- **Exercise directions**:
Reproduce the passage of the Trade Survey for Wales quality report from "The Trade Survey" up to and including "the world (ROW).".

---------- Article

Trade Survey for Wales: quality report
This report covers the general principles and processes leading up to the production of our statistics.
In this page
What are these statistics?
The Trade Survey for Wales (TSW) provides experimental statistics on the trade conducted by businesses located in Wales. It collects data relating to the annual trade businesses in Wales conduct with other parts of the UK, the EU and the rest of the world (ROW).
The results of the survey are ‘Experimental Statistics’ as the method employed is still in development and there are some issues with data quality. The volatility of estimates are assessed, with ways to further improve their quality explored. However, the data and analysis are still of value provided that users view them in the context of the data quality information provided.
Experimental statistics are published with a view to improving their quality over time through feedback from users and stakeholders. The TSW estimates will remain experimental while development work continues to improve their coverage and quality.

--------------------
---------- Source excerpt

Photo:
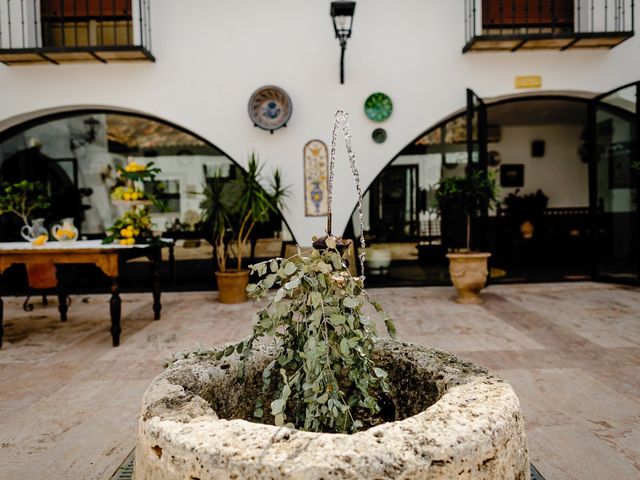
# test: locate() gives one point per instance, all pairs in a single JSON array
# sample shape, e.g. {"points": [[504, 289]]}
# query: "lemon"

--------------------

- **Result of the exercise**:
The Trade Survey for Wales (TSW) provides experimental statistics on the trade conducted by businesses located in Wales. It collects data relating to the annual trade businesses in Wales conduct with other parts of the UK, the EU and the rest of the world (ROW).